## SUPPLIED PASSAGE
For all the complaints of Labour moderates, one of the most common is that Jeremy Corbyn has not offered a clear set of policies in opposition to the Conservative Party. This is not a new problem.
Labour found it difficult to find a coherent policy platform after leaving office in 2010. Ed Miliband struggled create a package of policies that both distinguished him from New Labour, while offering a strong alternative to the Conservatives. The Labour policy review under his leadership took several years, cost thousands of pounds, and produced little in the way of concrete policy alternatives.
Perhaps the clearest example of this was Miliband’s pledge before the 2015 general election to cut tuition fees to £6000 a year. Such policies are tweaks, not radical changes, and struggle to reach an audience. The tuition fee cut didn’t attract working people who never went to university, who were understandably not keen to subsidise the education of others when they did not benefit. Meanwhile students, who were strongly opposed to the principle of student loans when their parents studied for free, were not enthused by such relatively small change in their circumstances. As such, this policy won few votes.

## WHAT YOU NEED TO DO
- 1) Answer these questions from the passage on Labour policy:
(a) In what year did Labour leave office?
(b) Before which general election did Miliband pledge to cut tuition fees, and to what amount?
(c) According to the passage, how much did the Labour policy review under Miliband cost?
- 2) Reproduce the passage on Labour policy word for word, from "Perhaps the clearest" up to and including "won few votes.".
- 3) Resume the passage on Labour policy, starting after its final sentence.
The records come from a separate source.

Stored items
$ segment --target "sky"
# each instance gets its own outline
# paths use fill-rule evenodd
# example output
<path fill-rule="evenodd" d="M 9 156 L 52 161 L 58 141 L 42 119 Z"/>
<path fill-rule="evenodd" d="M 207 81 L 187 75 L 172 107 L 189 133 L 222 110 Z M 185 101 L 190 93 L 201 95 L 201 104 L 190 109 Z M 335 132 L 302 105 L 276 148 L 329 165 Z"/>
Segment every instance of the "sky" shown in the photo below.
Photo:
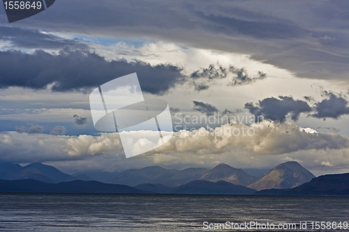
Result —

## ANSWER SECTION
- 1)
(a) 2010
(b) The 2015 general election; £6000 a year
(c) Thousands of pounds

- 2)
Perhaps the clearest example of this was Miliband’s pledge before the 2015 general election to cut tuition fees to £6000 a year. Such policies are tweaks, not radical changes, and struggle to reach an audience. The tuition fee cut didn’t attract working people who never went to university, who were understandably not keen to subsidise the education of others when they did not benefit. Meanwhile students, who were strongly opposed to the principle of student loans when their parents studied for free, were not enthused by such relatively small change in their circumstances. As such, this policy won few votes.

- 3)
However, Ed Miliband did at least offer an alternative to Conservative policy. Under Jeremy Corbyn, policy making in Labour has gone from sclerotic to non-existent.
Perhaps the easiest way to see this change is simply to log on to the respective party websites of Britain’s two major political parties.
The Conservative Party website drives home its message of fiscal competence and its ambition to be the party of working people. There is even an interactive calculator to allow you to see exactly how the party thinks its policies are helping you directly, and a map of policy pledges that have been delivered in your local area.
If you log on the Labour Party website, you will see lots of pictures of happy, enthusiastic activists, but you will struggle to find anything policy related at all.
As Neil Coyle, Labour MP for Bermondsey and Old Southwark put it:
“All we get from Jeremy is the anti-politics, the anti-policy. He defines himself by what he is against and not by what he is for. The only policy he actually announced in his leadership launch, equal pay audits, was in our manifesto last year, so that is nothing new.”
It is not just Corbyn himself but the staff surrounding him in the leadership office that constrains policy making, moderates say. They produce little in the way of policy, and rarely challenge Corbyn on his ideas. Labour MPs find their policy ideas, and even basic questions, are simply not being passed on, with calls left ringing and emails not answered.
“He has appointed people who are unable or unwilling to challenge him. This goes to this air of intimidation problem. They just cannot … say to him you need to do this by this date, and they have never had a clear agenda. So what are the milestones? What are the things going on in real people’s lives that we can peg policies to? They don’t want to confront him because they don’t want to get shut out. Or worse they fear they will get slagged off and slated.”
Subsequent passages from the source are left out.